Saved entries
^^^^^^^^

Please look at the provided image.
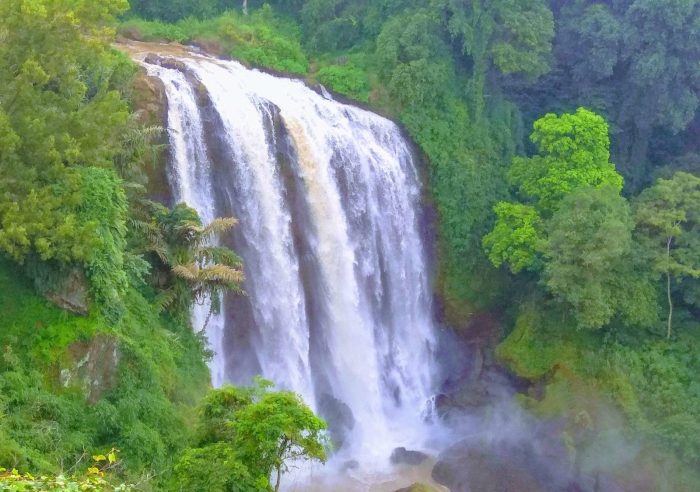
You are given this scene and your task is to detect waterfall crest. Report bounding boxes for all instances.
[142,51,438,465]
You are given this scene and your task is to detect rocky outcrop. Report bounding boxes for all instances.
[44,268,89,315]
[131,65,172,205]
[144,54,187,72]
[60,335,120,404]
[391,447,430,466]
[433,313,530,423]
[318,393,355,450]
[132,66,168,127]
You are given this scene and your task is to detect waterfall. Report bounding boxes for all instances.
[142,51,438,467]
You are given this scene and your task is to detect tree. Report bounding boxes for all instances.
[435,0,554,78]
[171,443,268,492]
[614,0,700,181]
[433,0,553,120]
[484,108,625,273]
[234,391,328,492]
[509,107,623,212]
[0,0,135,317]
[138,202,244,328]
[535,0,700,189]
[634,172,700,338]
[172,380,328,492]
[542,186,656,329]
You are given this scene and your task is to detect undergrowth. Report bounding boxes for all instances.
[0,258,210,487]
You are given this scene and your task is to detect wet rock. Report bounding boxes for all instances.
[144,53,187,72]
[394,483,442,492]
[318,393,355,450]
[391,447,429,466]
[45,268,88,315]
[130,68,172,204]
[432,441,550,492]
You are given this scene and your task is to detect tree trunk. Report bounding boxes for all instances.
[242,0,248,15]
[200,302,214,334]
[274,464,282,492]
[666,236,673,340]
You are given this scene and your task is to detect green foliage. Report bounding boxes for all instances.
[127,0,231,22]
[0,259,210,485]
[120,10,309,74]
[435,0,554,79]
[482,202,542,273]
[509,108,623,212]
[605,338,700,464]
[234,390,328,490]
[498,301,700,472]
[0,0,143,320]
[482,109,663,330]
[0,451,134,491]
[77,168,129,321]
[526,0,700,189]
[542,186,656,329]
[484,108,625,280]
[171,443,268,492]
[375,9,454,107]
[133,202,244,324]
[316,63,370,102]
[171,380,328,492]
[633,172,700,337]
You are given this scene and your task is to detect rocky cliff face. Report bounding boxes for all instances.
[131,67,173,206]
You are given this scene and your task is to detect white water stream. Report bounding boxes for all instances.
[141,48,441,488]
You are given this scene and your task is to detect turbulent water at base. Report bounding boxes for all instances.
[142,51,439,476]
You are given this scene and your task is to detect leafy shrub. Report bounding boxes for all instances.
[316,63,369,102]
[120,10,308,74]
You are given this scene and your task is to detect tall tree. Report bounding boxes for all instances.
[634,172,700,338]
[542,186,656,329]
[433,0,554,119]
[484,108,624,272]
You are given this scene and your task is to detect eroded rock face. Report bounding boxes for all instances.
[131,66,172,205]
[132,65,168,126]
[60,335,120,404]
[45,268,89,315]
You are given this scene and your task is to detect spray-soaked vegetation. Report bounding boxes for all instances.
[1,0,699,489]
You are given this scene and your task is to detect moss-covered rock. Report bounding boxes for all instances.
[394,483,443,492]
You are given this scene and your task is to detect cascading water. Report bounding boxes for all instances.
[140,48,440,484]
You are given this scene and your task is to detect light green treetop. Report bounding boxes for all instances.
[482,202,542,274]
[509,107,623,212]
[484,108,624,274]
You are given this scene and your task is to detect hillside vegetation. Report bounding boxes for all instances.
[120,0,700,486]
[0,0,699,489]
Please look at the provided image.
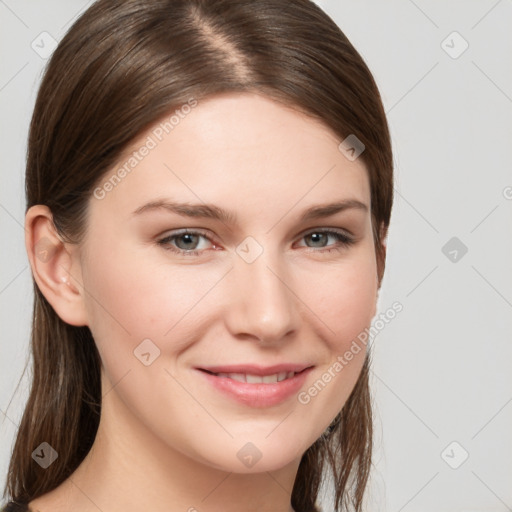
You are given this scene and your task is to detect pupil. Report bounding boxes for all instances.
[177,234,197,249]
[309,233,326,247]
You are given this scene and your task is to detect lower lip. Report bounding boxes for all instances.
[197,368,313,408]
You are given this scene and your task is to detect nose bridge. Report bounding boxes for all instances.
[226,242,299,342]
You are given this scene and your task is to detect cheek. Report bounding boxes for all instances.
[305,247,378,348]
[84,241,192,328]
[79,244,222,432]
[80,241,230,368]
[292,247,377,433]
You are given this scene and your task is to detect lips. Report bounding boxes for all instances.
[209,371,296,383]
[196,364,314,408]
[197,363,311,376]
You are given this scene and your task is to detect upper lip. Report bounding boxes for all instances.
[197,363,313,376]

^^^^^^^^

=== Exercise details ===
Copy the data word for word. Pictures do not go in the copy.

=== Written answer ===
Please look at the provided image.
You are given this scene and your task is to detect waterfall crest. Report bounding boxes for all instances.
[142,51,438,465]
You are given this scene and your task is to detect rocky outcrop. Report bounding boxes for all instances.
[44,268,89,315]
[131,65,172,205]
[144,54,187,72]
[60,335,120,404]
[391,447,430,466]
[433,313,530,423]
[318,393,355,450]
[132,66,168,127]
You are given this scene and your task is to detect waterfall. Report bounding boxes for all instances.
[142,51,438,467]
You are given this scene and your task is to detect tree. Report bounding boxes for all instances.
[435,0,554,78]
[171,443,268,492]
[614,0,700,181]
[433,0,553,120]
[484,108,625,273]
[234,391,328,492]
[509,107,623,212]
[0,0,135,317]
[138,202,244,328]
[535,0,700,189]
[634,172,700,338]
[172,380,328,492]
[542,186,656,329]
You are given this scene and your task is to detect undergrowth. Report bounding boxes for all instances.
[0,258,210,487]
You are given this scene and your task is to detect wet rock. Report bounding boxes for all instances.
[144,53,187,72]
[394,483,442,492]
[318,393,355,450]
[391,447,429,466]
[45,268,88,315]
[130,68,172,204]
[432,441,550,492]
You are given this scene and your task is to detect tree trunk. Report bounding boxes for all instances.
[242,0,248,15]
[200,302,214,334]
[274,464,282,492]
[666,236,673,340]
You are given this scene and your task is to detect green foliage. Report bounding boxes for all instances.
[127,0,231,22]
[0,259,210,485]
[120,10,309,74]
[435,0,554,79]
[482,202,542,273]
[509,108,623,212]
[605,338,700,464]
[234,390,328,490]
[498,301,700,472]
[0,0,143,320]
[482,109,663,330]
[0,451,134,491]
[77,168,129,321]
[526,0,700,189]
[542,186,656,329]
[484,108,625,280]
[171,443,268,492]
[375,9,454,107]
[133,202,244,324]
[316,63,370,102]
[171,380,328,492]
[633,172,700,337]
You are given this scene and your task is to detect rocky cliff face. Report bounding boxes for all instances.
[131,67,173,206]
You are given this scene and your task is to detect white water stream. Report bounding boxes for all instances.
[141,48,441,488]
You are given this scene and your task is to detect turbulent water at base. Report bounding boxes for all instances.
[142,51,439,476]
You are given this scene and your task is to detect leafy shrub. Report bounding boxes for all instances.
[316,63,369,102]
[120,10,308,74]
You are given this scene and your task is to detect tall tree. Report bounding boxes for all instances.
[634,172,700,338]
[542,186,656,329]
[433,0,554,119]
[484,108,624,272]
You are given this scene and your task is to detect eroded rock face. Report bounding boxes for all instances.
[131,66,172,205]
[132,65,168,126]
[60,335,120,404]
[45,268,89,315]
You are given this scene and your task is to detect spray-soaked vegetation. Report bounding boxes for all instances.
[1,0,699,489]
You are given this scene and your task is to detect moss-covered rock. Report bounding boxes for all instances.
[394,483,443,492]
You are given this scene and your task is to detect cascading water. Report bounding boxes for all instances.
[140,48,440,484]
You are given this scene and your task is to detect light green treetop. Report bounding boxes for all instances.
[482,202,542,274]
[509,107,623,212]
[484,108,624,274]
You are given this scene and your task is to detect hillside vegetation. Report bounding boxes for all instances.
[120,0,700,486]
[0,0,699,489]
Please look at the provided image.
You are given this scene and your task is to detect pupil. Report bounding boxes for all instances.
[177,234,197,249]
[309,233,326,247]
You are given this scene and your task is to detect lower lip. Report bounding boxes for all instances.
[197,368,313,408]
You are given this scene and your task is to detect nose bridge. Report bounding boxes for all instances.
[226,242,299,342]
You are given this scene and your task is to detect cheek. Report bounding boxes for all instances.
[305,247,378,348]
[84,241,192,328]
[79,244,222,432]
[80,241,230,368]
[292,247,377,433]
You are given this scene and your task is to detect lips. Report bounding boxes for all instances.
[209,371,296,383]
[196,364,314,408]
[197,363,311,376]
You are given this scene and your task is to detect upper lip. Report bounding boxes for all instances.
[197,363,313,376]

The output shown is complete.